Source document:
========================================
As the special rapporteur on the rights of peaceful assembly and association for the United Nations, Kiai's job is to collect first-hand information on human rights abuses and bring it to the attention of the international community.

Kiai is one of about 50 lawyers, experts and advocates around the world who volunteer their time as special rapporteurs for the U.N. Human Rights Council. With mounting case loads, a limited staff and shrinking budgets, special rapporteurs are left with little support to fight injustice and aid victims of some of the gravest human rights abuses.

In search of new tools to empower their work, the rapporteurs are now tapping the academic and innovative resources at Stanford to help them do their jobs better.

Harnessing the power of technology

Professor Jeremy Weinstein led the August workshop on new technologies and human rights monitoring.
Photo credit: Sarina Beges

Recognizing that technology can increase productivity and efficiency, Stanford’s Jeremy M. Weinstein organized a workshop to bring technologists together with the rapporteurs and other experts to explore how new technologies can help them magnify their impact.

Weinstein, an associate professor of political science and senior fellow at the Freeman Spogli Institute for International Studies (FSI) at Stanford, pushed for the use of new technologies as tools for promoting human rights and democracy when he served as the director of democracy and development on the National Security Staff of the White House.

“Special Rapporteurs occupy a unique position, with the legitimacy and mandate of the United Nations behind them as they track human rights abuses around the world," Weinstein said. "New technologies have the potential to amplify their voices, extend their reach, and ensure that citizens around the world have access to this valuable mechanism.”

Weinstein says the rapporteurs can use simple technologies such as database management systems and mobile phone applications to manage the volume of inquiries they receive, increase their response time to victims’ needs and build political support for their recommendations.

Juan Méndez, the rapporteur responsible for tracking torture and other abuses, receives upwards of 50 complaints a day from citizens and NGOs around the world. He wants a way to better organize, process and prioritize inquiries that would allow him to respond to victims in a more strategic, timely and systematic way.

"We have been self conscious of the need to apply new technologies and we are always looking for better ways of applying technology," Méndez said. "In my case, there is quite a learning curve to understand what the new technologies are and how they might work."

One of the most powerful tools for a special rapporteur is the country visit where they spend two to three weeks in a country of concern, visiting local nongovernmental organizations, meeting with government officials, holding press conferences and arranging visits with victims. Special rapporteurs must be invited by the host government to visit and countries with some of the most egregious human rights abuses on record - such as Iran and Zimbabwe - deny them access.

Due to the sensitivity of their findings, special rapporteurs are granted independence and impartiality in their jobs as they often have to say things that make governments uncomfortable. Sharing their findings is a challenge. Other than media coverage, the rapporteurs don’t have easy access to a large audience or the resources to disseminate their findings and recommendations widely in local languages.

But social media tools such as Facebook and Twitter could help heighten their profiles and improve communication with the public. During country missions, for instance, tweets and Facebook posts could easily advertise their visits to attract media and share their findings.

Tapping Stanford's technical edge

Since returning to Stanford where he is a resident faculty member at FSI's Center on Democracy, Development, and the Rule of Law (CDDRL), Weinstein has been using the university's technical edge to benefit those working to advance democratic practices.
========================================
Dataset excerpts:

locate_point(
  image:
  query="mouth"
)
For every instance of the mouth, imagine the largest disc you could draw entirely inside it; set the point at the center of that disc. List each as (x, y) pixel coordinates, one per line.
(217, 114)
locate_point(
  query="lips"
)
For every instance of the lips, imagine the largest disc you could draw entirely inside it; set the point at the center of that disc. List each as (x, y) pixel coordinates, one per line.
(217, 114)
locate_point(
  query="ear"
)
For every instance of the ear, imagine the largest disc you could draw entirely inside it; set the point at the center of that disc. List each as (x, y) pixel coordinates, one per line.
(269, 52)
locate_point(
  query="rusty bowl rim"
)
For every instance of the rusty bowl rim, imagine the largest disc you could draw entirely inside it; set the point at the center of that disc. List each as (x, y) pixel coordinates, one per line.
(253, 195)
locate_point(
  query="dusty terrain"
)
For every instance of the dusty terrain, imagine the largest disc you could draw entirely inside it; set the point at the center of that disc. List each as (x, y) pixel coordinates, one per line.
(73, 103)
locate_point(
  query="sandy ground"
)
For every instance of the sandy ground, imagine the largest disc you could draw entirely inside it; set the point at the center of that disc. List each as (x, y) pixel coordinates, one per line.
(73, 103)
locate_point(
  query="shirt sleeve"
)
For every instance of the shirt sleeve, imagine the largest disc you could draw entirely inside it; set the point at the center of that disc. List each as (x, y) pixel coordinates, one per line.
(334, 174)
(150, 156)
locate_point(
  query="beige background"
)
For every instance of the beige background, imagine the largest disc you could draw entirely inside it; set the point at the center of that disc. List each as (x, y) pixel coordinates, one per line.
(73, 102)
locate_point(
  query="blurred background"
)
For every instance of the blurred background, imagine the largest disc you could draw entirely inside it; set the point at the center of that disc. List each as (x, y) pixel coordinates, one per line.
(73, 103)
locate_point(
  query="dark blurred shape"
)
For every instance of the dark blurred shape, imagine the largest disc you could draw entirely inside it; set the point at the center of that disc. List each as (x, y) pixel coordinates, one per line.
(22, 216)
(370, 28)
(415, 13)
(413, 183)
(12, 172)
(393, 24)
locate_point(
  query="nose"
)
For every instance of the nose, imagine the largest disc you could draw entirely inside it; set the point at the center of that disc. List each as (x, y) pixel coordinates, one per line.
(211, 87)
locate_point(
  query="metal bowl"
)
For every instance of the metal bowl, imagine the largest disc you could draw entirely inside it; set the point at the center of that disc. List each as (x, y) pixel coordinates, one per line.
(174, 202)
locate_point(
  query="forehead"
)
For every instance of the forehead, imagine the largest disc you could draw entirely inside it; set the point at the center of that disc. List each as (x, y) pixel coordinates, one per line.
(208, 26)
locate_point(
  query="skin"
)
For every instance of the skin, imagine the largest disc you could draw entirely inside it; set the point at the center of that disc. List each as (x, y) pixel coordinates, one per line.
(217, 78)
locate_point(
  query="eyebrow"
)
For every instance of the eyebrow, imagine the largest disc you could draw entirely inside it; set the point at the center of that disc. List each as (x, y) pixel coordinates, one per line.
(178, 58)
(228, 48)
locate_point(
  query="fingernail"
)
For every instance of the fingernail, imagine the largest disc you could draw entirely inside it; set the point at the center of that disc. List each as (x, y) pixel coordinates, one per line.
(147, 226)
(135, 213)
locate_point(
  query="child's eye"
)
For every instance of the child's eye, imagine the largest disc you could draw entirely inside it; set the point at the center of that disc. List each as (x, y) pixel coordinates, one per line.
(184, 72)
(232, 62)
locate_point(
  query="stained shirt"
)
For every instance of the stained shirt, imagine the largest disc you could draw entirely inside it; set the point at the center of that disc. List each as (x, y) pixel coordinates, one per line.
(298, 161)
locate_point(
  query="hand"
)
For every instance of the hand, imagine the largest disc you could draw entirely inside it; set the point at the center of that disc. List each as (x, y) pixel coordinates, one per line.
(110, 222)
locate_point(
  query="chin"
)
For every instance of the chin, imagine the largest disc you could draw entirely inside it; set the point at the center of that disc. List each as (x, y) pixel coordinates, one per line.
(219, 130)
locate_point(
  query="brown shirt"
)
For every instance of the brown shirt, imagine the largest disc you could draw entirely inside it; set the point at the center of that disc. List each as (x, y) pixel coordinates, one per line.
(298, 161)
========================================
Exercise requirements:
- 1) According to the article about the special rapporteurs, how many complaints a day does Juan Méndez receive?
- 2) Reproduce everything in the article about the special rapporteurs from "Recognizing that technology" down to "magnify their impact.".
The entries have nothing to do with the work asked for here.

Answers for this exercise:
- 1) Upwards of 50 complaints a day.

- 2)
Recognizing that technology can increase productivity and efficiency, Stanford’s Jeremy M. Weinstein organized a workshop to bring technologists together with the rapporteurs and other experts to explore how new technologies can help them magnify their impact.